▶ [Task goal] Everything from the line containing "target: white football cleat" to the end of the data must be duplicated word for word, and nothing else may appear.

────────────────

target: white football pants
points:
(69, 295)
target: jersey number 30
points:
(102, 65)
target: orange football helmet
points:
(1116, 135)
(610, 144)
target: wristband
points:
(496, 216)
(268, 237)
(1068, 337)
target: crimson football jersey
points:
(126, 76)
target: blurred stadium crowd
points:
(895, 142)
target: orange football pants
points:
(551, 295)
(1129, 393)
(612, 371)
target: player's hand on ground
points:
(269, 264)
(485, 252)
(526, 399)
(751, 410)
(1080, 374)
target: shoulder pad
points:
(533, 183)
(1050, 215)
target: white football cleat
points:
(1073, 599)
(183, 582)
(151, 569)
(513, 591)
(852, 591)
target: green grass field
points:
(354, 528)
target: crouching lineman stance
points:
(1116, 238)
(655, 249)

────────────────

▶ [Result for this exercise]
target: white football cleat
points:
(1073, 599)
(183, 582)
(151, 569)
(513, 591)
(852, 591)
target: green grass field
points:
(354, 528)
target: crouching lineman stance
points:
(1116, 238)
(655, 249)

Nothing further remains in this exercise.